3. Inference Explained

This section explains how to invoke the inference function from the compiled library. There are two inference scenarios, depending on the ti-npu type= option specified during compilation:

  • Running the model on a host processor with an optimized software implementation.

  • Running the model on a dedicated hardware accelerator, for example, the Neural network Processing Unit (NPU)

3.1. Inference Function and Input/Output

In the header file generated by the compiler (tvmgen_default.h) and stored in the artifacts directory, information about input/output data shapes and types is provided, and input/output data structures and the inference function are defined. For example:

/* The generated model library expects the following inputs/outputs:
 * Inputs:
 *    Tensor[(1, 3, 128, 1), float32]
 * Outputs:
 *    Tensor[(1, 6), float32]
 *    Tensor[(1, 60), float32]
 */

/*!
 * \brief Input tensor pointers for TVM module "default"
 */
struct tvmgen_default_inputs {
  void* onnx__Add_0;
};

/*!
 * \brief Output tensor pointers for TVM module "default"
 */
struct tvmgen_default_outputs {
  void* output0;
  void* output1;
};

/*!
 * \brief entrypoint function for TVM module "default"
 * \param inputs Input tensors for the module
 * \param outputs Output tensors for the module
 */
int32_t tvmgen_default_run(
  struct tvmgen_default_inputs* inputs,
  struct tvmgen_default_outputs* outputs
);

In this example, the neural network takes one tensor input and produces two tensor outputs. The expected input is a 1x3x128x1 tensor in floating point type. The two outputs are 1x6 and 1x60 tensors in floating point type. Define the input/output in your application code and initialize the struct members with pointers to your input/output data. For example:

struct tvmgen_default_inputs  inputs  = { (void*) &my_input[0] };
struct tvmgen_default_outputs outputs = { (void*) &my_output0[0], (void*) &my_output1[0] };

When the skip_normalize=true and output_int=true compiler options are specified, the generated model library may expect integer input and produce integer outputs. Please refer to the tvmgen_default.h file for details about input/output data types and the input feature normalization parameters. For example:

/* The generated model library expects the following inputs/outputs:
 * Inputs:
 *    Tensor[(1, 3, 128, 1), int8]
 * Outputs:
 *    Tensor[(1, 6), int8]
 *    Tensor[(1, 60), uint8]
 */

/* Input feature normalization parameters:
 *   input_int = clip(((int32_t)((input_float + bias) * scale)) >> shift, min, max)
== == ==
_TASKS TO CARRY OUT_
A – Answer these questions using the inference section above:
(i) Which header file does the compiler generate?
(ii) What shape and data type does the first example's input tensor have?
(iii) Which compiler options, when specified, may make the generated model library expect integer input and produce integer outputs?
B – Duplicate the part of the inference section above that begins at the words "When the skip_normalize=true" and stops after "shift, min, max)".
C – Translate this sentence from the inference section above into Spanish: "In this example, the neural network takes one tensor input and produces two tensor outputs."
== == ==
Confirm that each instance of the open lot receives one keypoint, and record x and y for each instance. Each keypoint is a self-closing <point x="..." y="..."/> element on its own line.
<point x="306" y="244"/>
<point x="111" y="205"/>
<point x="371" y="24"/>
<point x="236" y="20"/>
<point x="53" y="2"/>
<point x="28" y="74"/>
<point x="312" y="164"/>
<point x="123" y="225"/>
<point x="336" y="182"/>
== == ==
_REPLIES_
A –
(i) tvmgen_default.h
(ii) 1x3x128x1, floating point (float32)
(iii) skip_normalize=true and output_int=true

B –
When the skip_normalize=true and output_int=true compiler options are specified, the generated model library may expect integer input and produce integer outputs. Please refer to the tvmgen_default.h file for details about input/output data types and the input feature normalization parameters. For example:

/* The generated model library expects the following inputs/outputs:
 * Inputs:
 *    Tensor[(1, 3, 128, 1), int8]
 * Outputs:
 *    Tensor[(1, 6), int8]
 *    Tensor[(1, 60), uint8]
 */

/* Input feature normalization parameters:
 *   input_int = clip(((int32_t)((input_float + bias) * scale)) >> shift, min, max)

C – En este ejemplo, la red neuronal toma una entrada de tensor y produce dos salidas de tensor.